Collected data
-- start --

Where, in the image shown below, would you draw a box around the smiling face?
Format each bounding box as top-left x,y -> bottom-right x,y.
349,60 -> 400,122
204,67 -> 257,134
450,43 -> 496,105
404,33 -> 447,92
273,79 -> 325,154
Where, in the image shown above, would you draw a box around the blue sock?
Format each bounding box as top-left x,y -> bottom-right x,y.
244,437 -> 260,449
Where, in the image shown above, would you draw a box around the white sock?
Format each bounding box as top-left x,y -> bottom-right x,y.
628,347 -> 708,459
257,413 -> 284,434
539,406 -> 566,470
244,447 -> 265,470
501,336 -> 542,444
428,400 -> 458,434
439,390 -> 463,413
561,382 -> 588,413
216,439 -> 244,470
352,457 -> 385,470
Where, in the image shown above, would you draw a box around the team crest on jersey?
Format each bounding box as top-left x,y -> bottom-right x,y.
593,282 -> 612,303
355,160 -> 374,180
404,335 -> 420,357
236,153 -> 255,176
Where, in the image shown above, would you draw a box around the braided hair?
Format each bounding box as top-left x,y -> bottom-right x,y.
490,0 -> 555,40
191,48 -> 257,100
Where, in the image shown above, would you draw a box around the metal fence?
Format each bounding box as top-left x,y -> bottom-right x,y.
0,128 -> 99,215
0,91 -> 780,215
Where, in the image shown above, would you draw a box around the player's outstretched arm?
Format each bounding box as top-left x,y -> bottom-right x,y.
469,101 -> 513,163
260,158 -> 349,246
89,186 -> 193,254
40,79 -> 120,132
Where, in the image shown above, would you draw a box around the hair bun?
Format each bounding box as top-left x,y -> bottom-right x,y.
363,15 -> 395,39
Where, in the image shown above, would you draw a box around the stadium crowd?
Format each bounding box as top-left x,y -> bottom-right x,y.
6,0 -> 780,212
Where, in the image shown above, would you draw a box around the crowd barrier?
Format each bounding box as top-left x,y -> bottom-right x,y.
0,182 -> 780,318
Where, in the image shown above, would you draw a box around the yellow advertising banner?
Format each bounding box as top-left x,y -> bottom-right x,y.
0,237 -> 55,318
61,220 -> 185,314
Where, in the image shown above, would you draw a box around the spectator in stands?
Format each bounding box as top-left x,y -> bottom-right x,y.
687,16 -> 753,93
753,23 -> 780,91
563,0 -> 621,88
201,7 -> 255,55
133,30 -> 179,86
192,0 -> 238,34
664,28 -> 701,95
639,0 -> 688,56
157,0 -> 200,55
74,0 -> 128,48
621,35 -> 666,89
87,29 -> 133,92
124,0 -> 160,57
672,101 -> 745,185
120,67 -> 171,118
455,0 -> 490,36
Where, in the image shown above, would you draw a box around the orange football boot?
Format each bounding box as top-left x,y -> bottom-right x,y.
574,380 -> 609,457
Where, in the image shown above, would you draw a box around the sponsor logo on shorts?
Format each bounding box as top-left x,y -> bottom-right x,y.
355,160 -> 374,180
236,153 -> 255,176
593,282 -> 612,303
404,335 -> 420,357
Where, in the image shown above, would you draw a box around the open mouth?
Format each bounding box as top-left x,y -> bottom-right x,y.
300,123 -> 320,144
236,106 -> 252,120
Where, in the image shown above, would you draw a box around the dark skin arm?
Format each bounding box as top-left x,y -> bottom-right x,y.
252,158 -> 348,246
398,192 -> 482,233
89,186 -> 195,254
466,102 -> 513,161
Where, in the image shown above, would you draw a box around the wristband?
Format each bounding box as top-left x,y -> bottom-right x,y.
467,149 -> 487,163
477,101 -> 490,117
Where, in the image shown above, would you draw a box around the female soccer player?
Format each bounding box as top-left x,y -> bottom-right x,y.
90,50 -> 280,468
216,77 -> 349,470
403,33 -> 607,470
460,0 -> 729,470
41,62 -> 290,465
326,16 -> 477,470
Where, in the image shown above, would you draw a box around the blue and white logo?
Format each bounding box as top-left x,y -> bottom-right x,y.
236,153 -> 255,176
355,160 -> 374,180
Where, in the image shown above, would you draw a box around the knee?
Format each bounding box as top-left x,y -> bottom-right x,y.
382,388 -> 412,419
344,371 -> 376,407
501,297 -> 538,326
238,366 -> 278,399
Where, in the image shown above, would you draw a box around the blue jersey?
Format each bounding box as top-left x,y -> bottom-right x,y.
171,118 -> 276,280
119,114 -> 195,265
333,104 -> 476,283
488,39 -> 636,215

-- end --
-- start --

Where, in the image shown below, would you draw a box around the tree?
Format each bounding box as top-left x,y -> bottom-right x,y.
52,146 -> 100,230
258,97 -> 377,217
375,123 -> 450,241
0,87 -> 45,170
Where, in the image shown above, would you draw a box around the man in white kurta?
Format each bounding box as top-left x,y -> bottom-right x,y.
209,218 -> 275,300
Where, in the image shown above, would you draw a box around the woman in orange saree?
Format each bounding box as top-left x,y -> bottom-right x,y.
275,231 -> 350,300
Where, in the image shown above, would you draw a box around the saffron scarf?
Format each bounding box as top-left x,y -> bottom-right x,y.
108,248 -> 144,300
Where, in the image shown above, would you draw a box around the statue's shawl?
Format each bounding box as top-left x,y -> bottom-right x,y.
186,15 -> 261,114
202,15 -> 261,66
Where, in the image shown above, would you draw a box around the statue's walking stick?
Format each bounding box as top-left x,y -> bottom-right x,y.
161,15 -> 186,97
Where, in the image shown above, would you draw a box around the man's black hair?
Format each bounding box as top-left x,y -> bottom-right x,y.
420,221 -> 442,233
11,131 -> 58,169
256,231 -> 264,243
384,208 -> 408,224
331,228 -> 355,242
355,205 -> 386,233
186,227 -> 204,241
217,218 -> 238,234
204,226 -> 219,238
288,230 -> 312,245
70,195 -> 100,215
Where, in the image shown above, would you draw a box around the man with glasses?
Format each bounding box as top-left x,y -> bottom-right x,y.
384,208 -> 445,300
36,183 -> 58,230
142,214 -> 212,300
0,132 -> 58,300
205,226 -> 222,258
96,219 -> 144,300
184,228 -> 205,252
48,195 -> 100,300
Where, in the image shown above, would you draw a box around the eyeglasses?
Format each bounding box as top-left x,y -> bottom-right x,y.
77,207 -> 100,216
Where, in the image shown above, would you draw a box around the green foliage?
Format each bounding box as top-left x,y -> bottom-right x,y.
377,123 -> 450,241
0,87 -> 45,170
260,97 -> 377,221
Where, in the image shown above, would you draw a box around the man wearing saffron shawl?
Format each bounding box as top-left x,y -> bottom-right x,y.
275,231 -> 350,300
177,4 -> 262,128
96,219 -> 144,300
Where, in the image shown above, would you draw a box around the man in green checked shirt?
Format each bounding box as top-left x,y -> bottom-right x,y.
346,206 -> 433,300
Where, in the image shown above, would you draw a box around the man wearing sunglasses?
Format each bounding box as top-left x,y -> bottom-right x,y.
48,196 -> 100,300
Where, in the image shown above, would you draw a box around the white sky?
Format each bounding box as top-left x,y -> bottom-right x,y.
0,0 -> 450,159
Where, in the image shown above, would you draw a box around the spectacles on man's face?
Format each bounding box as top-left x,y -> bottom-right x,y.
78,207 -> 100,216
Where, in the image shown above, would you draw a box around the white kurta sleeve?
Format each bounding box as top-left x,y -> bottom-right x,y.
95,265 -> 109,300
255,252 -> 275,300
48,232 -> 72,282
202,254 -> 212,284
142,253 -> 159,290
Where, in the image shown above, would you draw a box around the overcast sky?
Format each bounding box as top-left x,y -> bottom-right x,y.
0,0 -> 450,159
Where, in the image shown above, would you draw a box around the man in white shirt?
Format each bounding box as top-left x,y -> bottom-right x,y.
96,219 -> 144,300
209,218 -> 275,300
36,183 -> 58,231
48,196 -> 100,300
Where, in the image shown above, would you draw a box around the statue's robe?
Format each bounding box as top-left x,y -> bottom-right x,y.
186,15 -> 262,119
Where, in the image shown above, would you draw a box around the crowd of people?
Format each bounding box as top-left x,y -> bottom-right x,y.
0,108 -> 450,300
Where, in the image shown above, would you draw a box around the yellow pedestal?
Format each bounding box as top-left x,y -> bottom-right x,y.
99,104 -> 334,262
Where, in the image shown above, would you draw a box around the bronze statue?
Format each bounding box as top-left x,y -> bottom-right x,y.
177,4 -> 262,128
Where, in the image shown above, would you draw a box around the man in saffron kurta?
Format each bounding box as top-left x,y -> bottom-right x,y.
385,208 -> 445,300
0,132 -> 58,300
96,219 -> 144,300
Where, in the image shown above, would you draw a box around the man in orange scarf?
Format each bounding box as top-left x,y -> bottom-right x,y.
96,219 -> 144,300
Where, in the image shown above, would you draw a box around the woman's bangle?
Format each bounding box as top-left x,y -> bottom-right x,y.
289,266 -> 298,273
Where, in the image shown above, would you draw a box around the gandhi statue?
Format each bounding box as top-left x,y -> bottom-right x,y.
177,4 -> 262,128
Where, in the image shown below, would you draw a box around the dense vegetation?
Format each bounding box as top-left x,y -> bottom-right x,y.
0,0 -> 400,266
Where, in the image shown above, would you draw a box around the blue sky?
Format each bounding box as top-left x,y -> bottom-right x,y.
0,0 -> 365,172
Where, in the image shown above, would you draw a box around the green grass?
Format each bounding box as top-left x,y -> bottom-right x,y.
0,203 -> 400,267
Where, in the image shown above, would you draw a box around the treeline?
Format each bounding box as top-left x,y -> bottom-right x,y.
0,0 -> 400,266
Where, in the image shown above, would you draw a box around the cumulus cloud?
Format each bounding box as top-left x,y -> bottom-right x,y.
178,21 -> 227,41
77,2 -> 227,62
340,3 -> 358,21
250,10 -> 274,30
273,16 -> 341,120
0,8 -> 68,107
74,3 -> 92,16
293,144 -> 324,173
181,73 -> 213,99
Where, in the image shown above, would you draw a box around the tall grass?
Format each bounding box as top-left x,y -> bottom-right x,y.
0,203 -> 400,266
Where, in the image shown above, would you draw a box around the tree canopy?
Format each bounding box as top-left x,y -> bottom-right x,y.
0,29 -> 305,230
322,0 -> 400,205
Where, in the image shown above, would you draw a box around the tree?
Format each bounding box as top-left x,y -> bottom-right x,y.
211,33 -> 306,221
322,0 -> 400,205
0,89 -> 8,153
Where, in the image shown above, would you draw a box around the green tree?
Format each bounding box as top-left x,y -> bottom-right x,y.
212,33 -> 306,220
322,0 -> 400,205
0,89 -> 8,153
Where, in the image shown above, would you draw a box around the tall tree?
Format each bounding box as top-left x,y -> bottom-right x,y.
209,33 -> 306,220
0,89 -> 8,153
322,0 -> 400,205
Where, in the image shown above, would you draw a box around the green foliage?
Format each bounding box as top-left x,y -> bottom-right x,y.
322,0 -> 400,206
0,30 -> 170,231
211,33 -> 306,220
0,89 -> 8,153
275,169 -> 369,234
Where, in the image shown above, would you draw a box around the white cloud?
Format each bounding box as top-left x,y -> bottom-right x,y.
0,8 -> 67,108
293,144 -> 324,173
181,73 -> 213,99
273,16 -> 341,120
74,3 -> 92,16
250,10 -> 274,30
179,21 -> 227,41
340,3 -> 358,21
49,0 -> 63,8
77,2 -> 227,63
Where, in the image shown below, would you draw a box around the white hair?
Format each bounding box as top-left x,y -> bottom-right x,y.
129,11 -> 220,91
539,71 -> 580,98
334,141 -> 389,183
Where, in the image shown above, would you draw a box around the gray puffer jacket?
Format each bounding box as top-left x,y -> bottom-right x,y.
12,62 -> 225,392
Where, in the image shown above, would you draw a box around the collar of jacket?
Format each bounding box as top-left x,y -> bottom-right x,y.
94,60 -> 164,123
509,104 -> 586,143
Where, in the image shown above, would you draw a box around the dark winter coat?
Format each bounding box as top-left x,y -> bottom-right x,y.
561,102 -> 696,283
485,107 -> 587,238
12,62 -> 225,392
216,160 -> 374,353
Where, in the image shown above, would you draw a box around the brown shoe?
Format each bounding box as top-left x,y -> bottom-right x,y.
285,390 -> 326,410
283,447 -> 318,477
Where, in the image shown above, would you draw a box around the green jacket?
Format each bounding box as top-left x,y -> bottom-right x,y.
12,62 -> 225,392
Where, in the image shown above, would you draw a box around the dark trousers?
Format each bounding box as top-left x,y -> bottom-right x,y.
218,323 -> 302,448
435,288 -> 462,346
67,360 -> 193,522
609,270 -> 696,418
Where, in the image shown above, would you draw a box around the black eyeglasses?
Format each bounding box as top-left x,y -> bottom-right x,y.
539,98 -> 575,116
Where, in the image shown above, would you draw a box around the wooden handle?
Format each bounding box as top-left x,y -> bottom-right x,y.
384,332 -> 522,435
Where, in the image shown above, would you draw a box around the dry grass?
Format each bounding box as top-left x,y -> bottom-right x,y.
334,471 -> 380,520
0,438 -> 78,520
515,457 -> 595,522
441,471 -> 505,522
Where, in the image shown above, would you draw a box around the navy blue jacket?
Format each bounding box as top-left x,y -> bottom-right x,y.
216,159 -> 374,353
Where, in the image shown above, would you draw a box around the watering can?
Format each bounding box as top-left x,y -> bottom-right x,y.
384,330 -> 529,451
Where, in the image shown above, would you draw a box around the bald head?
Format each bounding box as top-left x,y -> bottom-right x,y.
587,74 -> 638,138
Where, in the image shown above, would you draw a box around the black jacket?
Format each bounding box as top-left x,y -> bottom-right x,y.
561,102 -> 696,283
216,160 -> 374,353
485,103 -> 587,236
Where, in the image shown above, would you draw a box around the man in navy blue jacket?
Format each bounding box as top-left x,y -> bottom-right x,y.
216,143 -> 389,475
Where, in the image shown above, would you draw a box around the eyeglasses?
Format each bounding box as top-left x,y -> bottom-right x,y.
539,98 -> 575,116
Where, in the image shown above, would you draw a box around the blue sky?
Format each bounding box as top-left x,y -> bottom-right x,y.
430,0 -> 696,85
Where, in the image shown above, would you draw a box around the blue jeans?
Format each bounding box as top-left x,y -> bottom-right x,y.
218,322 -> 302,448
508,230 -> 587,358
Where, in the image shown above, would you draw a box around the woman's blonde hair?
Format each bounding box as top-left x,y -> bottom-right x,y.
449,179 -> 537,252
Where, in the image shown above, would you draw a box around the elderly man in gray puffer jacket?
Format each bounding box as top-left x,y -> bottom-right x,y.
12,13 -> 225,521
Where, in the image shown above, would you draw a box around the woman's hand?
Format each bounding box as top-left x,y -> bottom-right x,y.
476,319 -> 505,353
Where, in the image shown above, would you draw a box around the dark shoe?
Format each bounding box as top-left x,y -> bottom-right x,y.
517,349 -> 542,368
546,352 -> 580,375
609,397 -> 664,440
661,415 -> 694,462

-- end --

◆ **PROBLEM TO WORK ON**: Rewrite the listing as a two-column CSV with columns ask and response, one row per ask, starting with the line containing "the tree canopy?" and going on through the line containing "275,169 -> 369,234". Quote every field and turn line breaks inside a field into spaces.

◆ **EXERCISE RESPONSE**:
ask,response
"Where, in the image shown above, would you draw a box around the tree canopy? Format each bounding box as top-left x,y -> bottom-right x,y.","0,29 -> 305,230 322,0 -> 400,205"
"Where, in the image shown above, would you draw a box around the tree? Format each bounding box as top-left x,y -> bottom-right x,y.","211,33 -> 306,221 322,0 -> 400,205 0,89 -> 8,153"
"Where, in the image shown above, would you draw a box around the green tree? Format each bounding box as top-left x,y -> bottom-right x,y.","212,33 -> 306,220 322,0 -> 400,205 0,89 -> 8,153"
"Where, in the image shown above, would you draw a box around the tall tree? Format each bounding box as top-left x,y -> bottom-right x,y.","209,33 -> 306,220 0,89 -> 8,153 322,0 -> 400,205"
"Where, in the image shown above, would you draw a box around the green foliage? Format each bounding box as top-left x,y -> bottom-right x,y.","322,0 -> 400,206 0,30 -> 170,231 211,33 -> 306,220 0,89 -> 8,153 275,169 -> 369,234"